◆ TASK BRIEF:
From the data below, copy exactly the lines that lie between the one holding "Target: tree trunk" and the one holding "[locate] tree (a", including both, and nothing more.

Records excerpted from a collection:
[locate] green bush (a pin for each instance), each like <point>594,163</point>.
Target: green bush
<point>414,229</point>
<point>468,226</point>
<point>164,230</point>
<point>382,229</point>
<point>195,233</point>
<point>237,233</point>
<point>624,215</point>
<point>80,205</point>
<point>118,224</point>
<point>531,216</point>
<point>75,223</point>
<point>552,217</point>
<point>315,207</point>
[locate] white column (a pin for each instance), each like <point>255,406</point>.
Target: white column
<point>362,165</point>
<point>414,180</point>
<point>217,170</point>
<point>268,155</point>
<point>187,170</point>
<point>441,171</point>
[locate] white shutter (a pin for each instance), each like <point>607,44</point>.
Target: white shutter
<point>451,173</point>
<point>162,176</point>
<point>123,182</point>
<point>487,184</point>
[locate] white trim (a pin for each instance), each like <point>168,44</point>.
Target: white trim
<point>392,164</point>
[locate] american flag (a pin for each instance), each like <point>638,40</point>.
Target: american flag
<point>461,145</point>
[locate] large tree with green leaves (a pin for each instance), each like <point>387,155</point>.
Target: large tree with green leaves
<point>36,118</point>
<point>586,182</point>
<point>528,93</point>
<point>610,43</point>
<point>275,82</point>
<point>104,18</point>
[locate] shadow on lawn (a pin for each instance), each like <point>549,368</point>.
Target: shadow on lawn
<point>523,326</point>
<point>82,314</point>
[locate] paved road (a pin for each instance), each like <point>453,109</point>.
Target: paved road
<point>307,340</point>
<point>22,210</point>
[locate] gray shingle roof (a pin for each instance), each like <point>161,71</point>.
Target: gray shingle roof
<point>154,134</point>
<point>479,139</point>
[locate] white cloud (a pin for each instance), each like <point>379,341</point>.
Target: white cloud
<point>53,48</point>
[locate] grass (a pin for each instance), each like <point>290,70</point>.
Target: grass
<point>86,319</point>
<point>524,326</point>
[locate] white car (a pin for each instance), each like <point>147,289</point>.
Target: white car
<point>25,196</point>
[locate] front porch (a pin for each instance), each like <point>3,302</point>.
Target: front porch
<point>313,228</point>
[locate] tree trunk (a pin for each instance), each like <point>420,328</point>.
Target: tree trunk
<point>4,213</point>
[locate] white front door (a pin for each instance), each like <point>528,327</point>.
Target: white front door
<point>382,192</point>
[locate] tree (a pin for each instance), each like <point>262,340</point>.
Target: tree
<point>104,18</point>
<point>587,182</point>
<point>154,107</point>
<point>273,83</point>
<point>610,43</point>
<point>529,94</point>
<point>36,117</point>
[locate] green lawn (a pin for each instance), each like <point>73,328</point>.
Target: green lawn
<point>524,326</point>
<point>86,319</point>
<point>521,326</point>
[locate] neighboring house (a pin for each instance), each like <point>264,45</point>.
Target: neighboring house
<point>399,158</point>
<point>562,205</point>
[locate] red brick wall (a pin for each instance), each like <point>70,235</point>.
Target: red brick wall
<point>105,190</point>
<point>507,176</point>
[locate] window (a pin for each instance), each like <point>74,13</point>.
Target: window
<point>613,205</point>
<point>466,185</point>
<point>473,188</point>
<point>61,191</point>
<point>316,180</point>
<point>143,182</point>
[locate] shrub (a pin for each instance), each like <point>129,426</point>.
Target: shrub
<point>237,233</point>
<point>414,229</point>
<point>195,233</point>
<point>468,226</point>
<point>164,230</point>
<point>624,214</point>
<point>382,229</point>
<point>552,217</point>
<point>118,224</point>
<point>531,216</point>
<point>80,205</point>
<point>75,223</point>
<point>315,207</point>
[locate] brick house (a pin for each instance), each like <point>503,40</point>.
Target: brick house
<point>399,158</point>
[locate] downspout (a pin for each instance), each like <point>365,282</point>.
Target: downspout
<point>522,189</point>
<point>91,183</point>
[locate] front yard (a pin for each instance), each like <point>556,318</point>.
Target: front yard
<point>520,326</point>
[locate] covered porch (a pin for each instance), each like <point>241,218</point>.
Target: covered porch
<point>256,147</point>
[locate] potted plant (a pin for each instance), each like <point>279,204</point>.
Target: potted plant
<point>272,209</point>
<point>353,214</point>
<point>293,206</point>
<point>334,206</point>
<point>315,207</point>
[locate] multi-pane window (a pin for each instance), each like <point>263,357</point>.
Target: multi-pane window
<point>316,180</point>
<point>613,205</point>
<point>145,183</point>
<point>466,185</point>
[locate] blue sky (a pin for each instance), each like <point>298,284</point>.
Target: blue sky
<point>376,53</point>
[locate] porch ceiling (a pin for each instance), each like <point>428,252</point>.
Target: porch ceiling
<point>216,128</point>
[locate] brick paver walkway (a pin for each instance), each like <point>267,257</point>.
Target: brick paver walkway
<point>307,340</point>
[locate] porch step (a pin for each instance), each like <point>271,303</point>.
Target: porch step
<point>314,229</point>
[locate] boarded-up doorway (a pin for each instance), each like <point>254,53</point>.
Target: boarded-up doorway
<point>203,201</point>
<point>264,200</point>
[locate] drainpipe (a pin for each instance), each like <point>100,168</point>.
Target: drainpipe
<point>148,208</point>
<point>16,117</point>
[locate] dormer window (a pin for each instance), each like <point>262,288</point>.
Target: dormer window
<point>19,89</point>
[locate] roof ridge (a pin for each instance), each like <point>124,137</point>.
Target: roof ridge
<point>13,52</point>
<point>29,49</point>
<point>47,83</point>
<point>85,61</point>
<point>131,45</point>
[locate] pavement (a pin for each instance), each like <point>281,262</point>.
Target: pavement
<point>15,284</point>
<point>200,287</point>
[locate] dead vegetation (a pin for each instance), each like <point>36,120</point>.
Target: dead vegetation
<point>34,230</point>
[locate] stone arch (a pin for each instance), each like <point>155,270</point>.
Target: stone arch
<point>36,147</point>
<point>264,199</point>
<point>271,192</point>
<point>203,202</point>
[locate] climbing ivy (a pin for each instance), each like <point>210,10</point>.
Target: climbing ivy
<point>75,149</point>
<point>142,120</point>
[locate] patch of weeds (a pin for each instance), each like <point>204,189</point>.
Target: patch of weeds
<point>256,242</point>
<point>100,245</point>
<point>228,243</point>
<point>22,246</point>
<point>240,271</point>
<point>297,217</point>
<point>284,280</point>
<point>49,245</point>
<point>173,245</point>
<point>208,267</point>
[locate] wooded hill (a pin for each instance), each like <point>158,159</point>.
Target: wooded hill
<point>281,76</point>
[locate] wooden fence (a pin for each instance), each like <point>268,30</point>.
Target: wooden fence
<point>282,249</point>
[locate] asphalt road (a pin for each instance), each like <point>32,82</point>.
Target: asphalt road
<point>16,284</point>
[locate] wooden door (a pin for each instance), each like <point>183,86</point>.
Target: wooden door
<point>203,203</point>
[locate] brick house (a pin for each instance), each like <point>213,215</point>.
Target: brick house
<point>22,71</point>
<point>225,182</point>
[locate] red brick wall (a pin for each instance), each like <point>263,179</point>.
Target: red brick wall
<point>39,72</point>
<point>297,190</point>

---

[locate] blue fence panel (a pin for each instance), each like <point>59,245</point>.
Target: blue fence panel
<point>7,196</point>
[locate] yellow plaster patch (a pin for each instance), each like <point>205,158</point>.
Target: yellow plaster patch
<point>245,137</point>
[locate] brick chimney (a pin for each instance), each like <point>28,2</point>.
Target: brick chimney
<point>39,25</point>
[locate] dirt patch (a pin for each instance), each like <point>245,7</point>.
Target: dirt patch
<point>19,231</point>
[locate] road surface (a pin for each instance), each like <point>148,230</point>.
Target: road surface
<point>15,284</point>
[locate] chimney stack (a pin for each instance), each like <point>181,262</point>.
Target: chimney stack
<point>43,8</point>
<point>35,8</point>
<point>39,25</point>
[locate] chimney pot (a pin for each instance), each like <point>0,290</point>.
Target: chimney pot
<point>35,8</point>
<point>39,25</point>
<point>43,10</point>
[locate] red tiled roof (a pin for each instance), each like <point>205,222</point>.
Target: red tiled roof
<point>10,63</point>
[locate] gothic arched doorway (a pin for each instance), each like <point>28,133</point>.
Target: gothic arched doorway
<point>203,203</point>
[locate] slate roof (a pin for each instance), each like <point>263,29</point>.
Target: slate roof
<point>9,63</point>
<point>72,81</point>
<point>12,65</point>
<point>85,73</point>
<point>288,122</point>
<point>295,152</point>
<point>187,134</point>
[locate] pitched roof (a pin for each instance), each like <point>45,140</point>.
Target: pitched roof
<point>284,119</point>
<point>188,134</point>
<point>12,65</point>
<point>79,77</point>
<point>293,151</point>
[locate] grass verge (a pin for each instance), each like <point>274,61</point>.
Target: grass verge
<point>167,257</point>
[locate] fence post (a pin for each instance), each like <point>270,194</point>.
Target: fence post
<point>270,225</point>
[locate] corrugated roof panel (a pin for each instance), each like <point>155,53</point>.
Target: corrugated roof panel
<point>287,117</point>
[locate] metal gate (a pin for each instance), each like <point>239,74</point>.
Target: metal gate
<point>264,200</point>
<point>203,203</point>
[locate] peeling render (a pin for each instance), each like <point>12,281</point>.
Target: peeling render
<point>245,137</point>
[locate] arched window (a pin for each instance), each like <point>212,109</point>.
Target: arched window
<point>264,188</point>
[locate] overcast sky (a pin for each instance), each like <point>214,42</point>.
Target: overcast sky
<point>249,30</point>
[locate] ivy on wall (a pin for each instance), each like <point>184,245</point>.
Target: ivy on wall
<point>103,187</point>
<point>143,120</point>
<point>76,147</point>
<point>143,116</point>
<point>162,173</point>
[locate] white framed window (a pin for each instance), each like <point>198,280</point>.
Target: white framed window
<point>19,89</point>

◆ ANSWER BOX:
Target: tree trunk
<point>4,213</point>
[locate] white front door (a pin for each instance), each like <point>528,327</point>.
Target: white front door
<point>382,192</point>
[locate] tree (a pin for each instance), each like <point>262,340</point>.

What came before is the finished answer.